Work instructions: Which lines below contain the word "green"? Select each of them and copy it out in full.

Record extracts:
"""

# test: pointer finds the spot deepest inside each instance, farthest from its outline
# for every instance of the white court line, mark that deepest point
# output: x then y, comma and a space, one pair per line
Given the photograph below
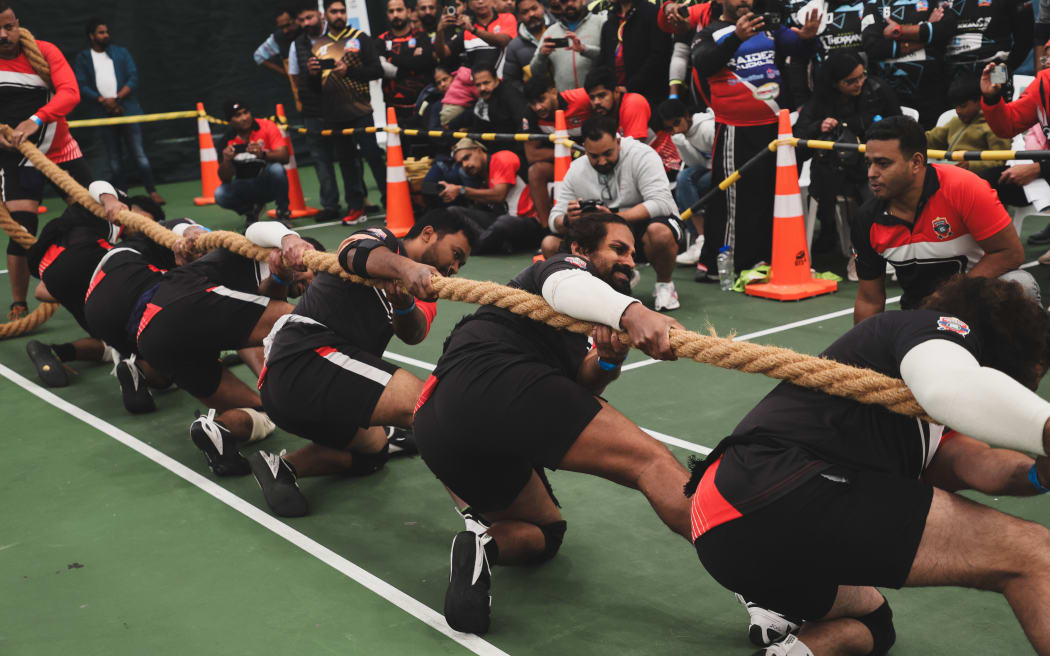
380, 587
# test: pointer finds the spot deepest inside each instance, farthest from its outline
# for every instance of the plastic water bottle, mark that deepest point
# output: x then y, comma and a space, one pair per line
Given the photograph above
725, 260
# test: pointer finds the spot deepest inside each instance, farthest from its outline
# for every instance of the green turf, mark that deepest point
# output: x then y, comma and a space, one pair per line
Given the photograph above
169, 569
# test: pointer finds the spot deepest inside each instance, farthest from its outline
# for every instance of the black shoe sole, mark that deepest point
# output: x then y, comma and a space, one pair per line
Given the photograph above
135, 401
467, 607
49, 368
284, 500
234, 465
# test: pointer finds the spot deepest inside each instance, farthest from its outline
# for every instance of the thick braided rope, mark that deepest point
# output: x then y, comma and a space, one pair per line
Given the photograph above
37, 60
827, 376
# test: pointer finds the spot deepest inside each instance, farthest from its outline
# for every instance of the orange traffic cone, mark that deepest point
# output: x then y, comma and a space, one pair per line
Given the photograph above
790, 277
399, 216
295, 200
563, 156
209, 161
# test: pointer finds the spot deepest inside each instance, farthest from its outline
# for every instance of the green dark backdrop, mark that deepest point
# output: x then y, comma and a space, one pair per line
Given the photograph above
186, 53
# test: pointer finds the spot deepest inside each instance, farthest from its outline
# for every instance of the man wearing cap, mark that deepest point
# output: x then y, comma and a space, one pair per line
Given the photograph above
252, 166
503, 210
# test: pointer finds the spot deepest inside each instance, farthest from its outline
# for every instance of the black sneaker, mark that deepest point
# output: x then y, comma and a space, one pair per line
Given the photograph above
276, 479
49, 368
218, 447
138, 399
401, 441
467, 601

"""

Right answer:
# for every instance of the green turf, mark that deepest point
# for every instance of the green dark backdrop, mark that deepest point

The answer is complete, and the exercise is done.